* **PASSAGE SHOWN**
------------------------

Kingdom of Penney

Fake FA Cup, Preliminary RoundPontefract Collieries FC v Blaby & Whetstone Athletic FC
Saturday, 4th August 2012, 3pm
White Rose Stadium
Distance 194 miles, Attendance 79
“Measure twice cut once”, nags my father-in-law on an all too regular basis. Of course his aim is perfect DIY, but mine is the perfect Cup match. So there I sat, white school shatterproof rule in hand, scanning the screen of my laptop again, squinting at the measurements. It can’t be? I measured twice, and just to be sure thrice (this’ll make him proud to have me in the family I thought).
Since the draw I’d browsed the fixture list daily wondering where to go. There were so many great options but, when in doubt I thought, follow the rules. It was a big problem, needing a big answer, so literally measuring the ties I plumped for the biggest game: Pontefract Collieries v Blaby & Whetstone Athletic. Of course I had no idea where or what Pontefract was but that hadn’t stopped me before. This time though I might need help….

------------------------

* **EXTRACTED ENTRIES**

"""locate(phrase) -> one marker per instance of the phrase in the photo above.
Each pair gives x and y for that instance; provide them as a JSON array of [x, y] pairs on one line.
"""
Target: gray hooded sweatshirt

------------------------

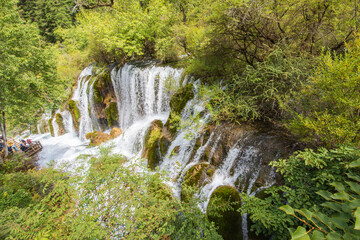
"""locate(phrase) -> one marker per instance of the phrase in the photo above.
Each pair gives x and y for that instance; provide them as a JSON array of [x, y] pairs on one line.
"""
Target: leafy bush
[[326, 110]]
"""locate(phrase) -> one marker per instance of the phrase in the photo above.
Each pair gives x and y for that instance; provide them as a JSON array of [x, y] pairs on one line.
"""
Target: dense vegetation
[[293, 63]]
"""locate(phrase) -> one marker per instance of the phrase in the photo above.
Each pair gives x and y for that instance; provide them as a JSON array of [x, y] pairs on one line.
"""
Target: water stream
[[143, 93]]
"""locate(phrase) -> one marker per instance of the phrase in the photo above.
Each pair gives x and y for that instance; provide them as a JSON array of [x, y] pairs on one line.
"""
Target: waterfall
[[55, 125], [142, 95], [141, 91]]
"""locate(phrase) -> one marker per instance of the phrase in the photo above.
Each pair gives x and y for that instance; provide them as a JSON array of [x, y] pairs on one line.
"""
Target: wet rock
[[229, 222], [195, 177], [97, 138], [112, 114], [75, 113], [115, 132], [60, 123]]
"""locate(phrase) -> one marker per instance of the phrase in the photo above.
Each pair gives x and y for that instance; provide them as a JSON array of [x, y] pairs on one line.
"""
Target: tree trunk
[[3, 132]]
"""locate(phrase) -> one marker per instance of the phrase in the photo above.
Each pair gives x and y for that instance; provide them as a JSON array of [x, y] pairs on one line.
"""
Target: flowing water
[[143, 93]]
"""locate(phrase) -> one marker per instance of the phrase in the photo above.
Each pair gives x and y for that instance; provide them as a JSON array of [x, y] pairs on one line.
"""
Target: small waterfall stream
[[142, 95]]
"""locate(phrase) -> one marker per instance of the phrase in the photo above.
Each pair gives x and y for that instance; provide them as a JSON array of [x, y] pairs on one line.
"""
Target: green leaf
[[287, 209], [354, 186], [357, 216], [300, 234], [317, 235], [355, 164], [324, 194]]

------------------------

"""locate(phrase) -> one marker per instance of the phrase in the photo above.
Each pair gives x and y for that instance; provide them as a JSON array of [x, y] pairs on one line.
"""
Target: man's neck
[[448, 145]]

------------------------

* **REQUIRED TASK 1**
What was the attendance at the match in the match report?
* **REQUIRED TASK 2**
In the match report, write out everything from "Since the draw" down to "might need help….", swapping "fixture list" for "match schedule".

* **RIGHT ANSWER 1**
79

* **RIGHT ANSWER 2**
Since the draw I’d browsed the match schedule daily wondering where to go. There were so many great options but, when in doubt I thought, follow the rules. It was a big problem, needing a big answer, so literally measuring the ties I plumped for the biggest game: Pontefract Collieries v Blaby & Whetstone Athletic. Of course I had no idea where or what Pontefract was but that hadn’t stopped me before. This time though I might need help….